The exercise: Count how many lines in the data below contain the word "would", and give only that number.

Entries shown:
/---

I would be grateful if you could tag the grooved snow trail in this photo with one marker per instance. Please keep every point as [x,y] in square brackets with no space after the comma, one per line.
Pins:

\---
/---

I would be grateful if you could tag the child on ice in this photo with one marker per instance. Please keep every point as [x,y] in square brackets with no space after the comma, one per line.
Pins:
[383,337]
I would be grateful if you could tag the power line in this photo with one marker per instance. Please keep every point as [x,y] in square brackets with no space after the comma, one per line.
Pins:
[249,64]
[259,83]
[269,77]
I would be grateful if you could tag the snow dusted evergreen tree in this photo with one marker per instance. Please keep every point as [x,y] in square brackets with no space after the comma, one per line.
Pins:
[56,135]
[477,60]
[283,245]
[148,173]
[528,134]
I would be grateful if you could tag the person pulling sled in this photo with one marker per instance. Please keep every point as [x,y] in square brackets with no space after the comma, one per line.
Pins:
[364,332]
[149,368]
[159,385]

\---
/---

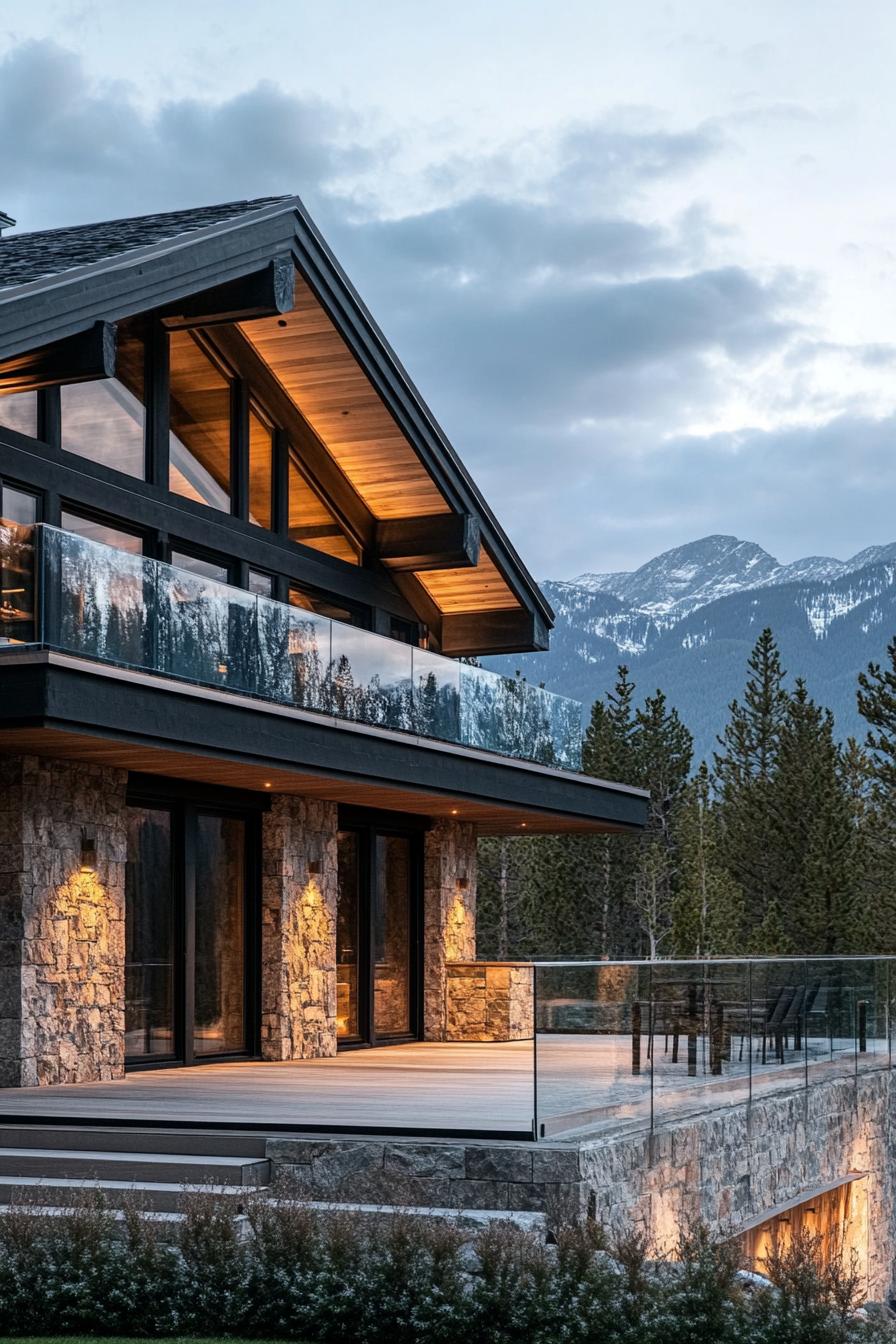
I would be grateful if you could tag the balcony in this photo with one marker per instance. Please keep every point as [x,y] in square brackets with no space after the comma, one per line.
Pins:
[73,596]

\---

Result of this task: 6